▶ [EXERCISES]:
(A) In the passage on extreme weather and livestock, how many acres in Texas have burned?
(B) Render this sentence from the passage on extreme weather and livestock in Spanish: "But there aren’t a lot of hogs around Joplin, Mo., where that devastating tornado hit."
(C) Write the next few sentences of the passage on extreme weather and livestock, picking up after its final sentence.

▶ [DOCUMENT PASSAGE]:
*** Block opens ***

Wildfires have also been very damaging. Texas has lost thousands of miles of fence on its more than 3 million burned acres, thousands of stored hay bales and all the forage in the affected areas, Sartwelle says. “We have had amazingly few head of livestock lost to the fires [partly due the persistent drought that has kept us far below ‘normal’ stocking rates in many areas].” Pork industry fares better
The US pork industry has not been impacted as badly by this year’s extreme weather, claims Steve Meyer, Ph.D., president of Paragon Economics Inc. and consultant for the National Pork Board and National Pork Producers Council. “There was some production facility damage in that first big group of tornados that went through North Carolina and a few production facilities damaged in northwest Iowa,” he says. “But there aren’t a lot of hogs around Joplin, Mo., where that devastating tornado hit. There’s a large hog unit in Nevada, Mo., but it came through OK.”

*** Block closes ***

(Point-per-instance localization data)

*** Block opens ***

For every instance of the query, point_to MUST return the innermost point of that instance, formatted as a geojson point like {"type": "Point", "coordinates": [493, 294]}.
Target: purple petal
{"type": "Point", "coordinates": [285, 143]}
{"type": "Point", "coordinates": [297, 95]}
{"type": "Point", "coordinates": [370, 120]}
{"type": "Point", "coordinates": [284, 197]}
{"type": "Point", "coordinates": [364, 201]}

*** Block closes ***

▶ [ANSWERS BY ITEM NUMBER]:
(A) More than 3 million acres.

(B) Pero no hay muchos cerdos en los alrededores de Joplin, Mo., donde azotó ese devastador tornado.

(C)
Regarding ongoing flooding, disruptions of logistics have impacted the pork or beef industries but not badly, he says. “Flooding had Interstate 29 closed first in northwest Iowa and more recently in southwest Iowa and parts of Missouri...that probably had some impact logistically. It could have some impact on the St. Joseph, Mo., [Triumph Foods Inc.] pork plant, we’ll see how that works out as the water gets that far south.”
How inclement weather will impact future feed supply and prices has far more potential for economic impact on the pork industry because it would affect 100 million pigs produced in the US, Meyer says.
Officials with Smithfield Foods say operations in North Carolina were damaged by a storm system on April 16 that produced an estimated 200 tornadoes across 13 states, claiming the lives of more than 40 people. More than half of these fatalities occurred throughout 18 North Carolina counties, where hundreds more reported damage ranging from downed trees to complete home loss.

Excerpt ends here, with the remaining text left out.